TASK DIRECTIONS:
Strip out the pictures and output each remaining line of the data word for word.

======== DATA EXTRACTS ========

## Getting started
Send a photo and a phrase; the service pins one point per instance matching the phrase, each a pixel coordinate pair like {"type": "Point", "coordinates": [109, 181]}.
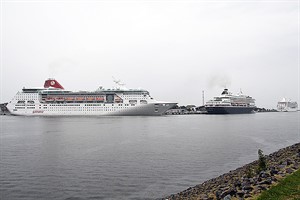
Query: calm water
{"type": "Point", "coordinates": [131, 157]}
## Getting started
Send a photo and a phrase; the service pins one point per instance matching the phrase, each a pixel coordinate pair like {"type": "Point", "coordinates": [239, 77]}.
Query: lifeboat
{"type": "Point", "coordinates": [90, 98]}
{"type": "Point", "coordinates": [80, 98]}
{"type": "Point", "coordinates": [59, 99]}
{"type": "Point", "coordinates": [49, 99]}
{"type": "Point", "coordinates": [70, 98]}
{"type": "Point", "coordinates": [99, 98]}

========

TASK RESPONSE:
## Getting started
Send a photo and a phrase; the service pins one point per instance matching the phrase, each a pixel coordinate pair like {"type": "Point", "coordinates": [109, 181]}.
Query: calm water
{"type": "Point", "coordinates": [131, 157]}
## Getting started
Send a photo and a phrase; the service pins one point per instance matching the phrase, each a pixel coordinate pair like {"type": "Point", "coordinates": [239, 77]}.
Query: lifeboat
{"type": "Point", "coordinates": [90, 98]}
{"type": "Point", "coordinates": [80, 98]}
{"type": "Point", "coordinates": [59, 99]}
{"type": "Point", "coordinates": [49, 99]}
{"type": "Point", "coordinates": [70, 98]}
{"type": "Point", "coordinates": [99, 98]}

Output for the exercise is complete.